Input data:

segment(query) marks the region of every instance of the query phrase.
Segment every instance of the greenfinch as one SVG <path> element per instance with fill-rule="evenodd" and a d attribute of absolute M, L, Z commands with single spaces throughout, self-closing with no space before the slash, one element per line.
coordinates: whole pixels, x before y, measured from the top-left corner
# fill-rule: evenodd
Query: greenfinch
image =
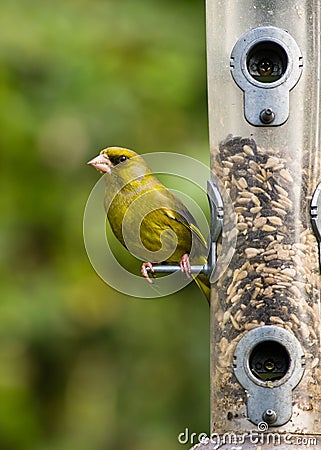
<path fill-rule="evenodd" d="M 121 244 L 142 264 L 149 283 L 153 264 L 179 264 L 191 277 L 191 264 L 204 265 L 207 244 L 191 213 L 152 173 L 142 156 L 109 147 L 88 162 L 106 176 L 104 206 L 111 229 Z M 198 274 L 197 285 L 209 301 L 208 277 Z"/>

The problem: Give the data above again, exactly, with every picture removed.

Reply:
segment(query) marks the region of every instance of the query phrase.
Segment every instance of the greenfinch as one SVG <path> element per instance with fill-rule="evenodd" and a d attribute of absolute M, L, Z commands with single spaces throughout, self-closing with no space before the slash, one element per line.
coordinates: whole pixels, x before y, measured from the top-left corner
# fill-rule: evenodd
Query: greenfinch
image =
<path fill-rule="evenodd" d="M 121 244 L 142 264 L 149 283 L 153 264 L 179 264 L 191 277 L 191 264 L 204 265 L 207 244 L 191 213 L 152 173 L 142 156 L 109 147 L 88 162 L 106 176 L 104 206 L 111 229 Z M 198 274 L 197 285 L 209 301 L 208 277 Z"/>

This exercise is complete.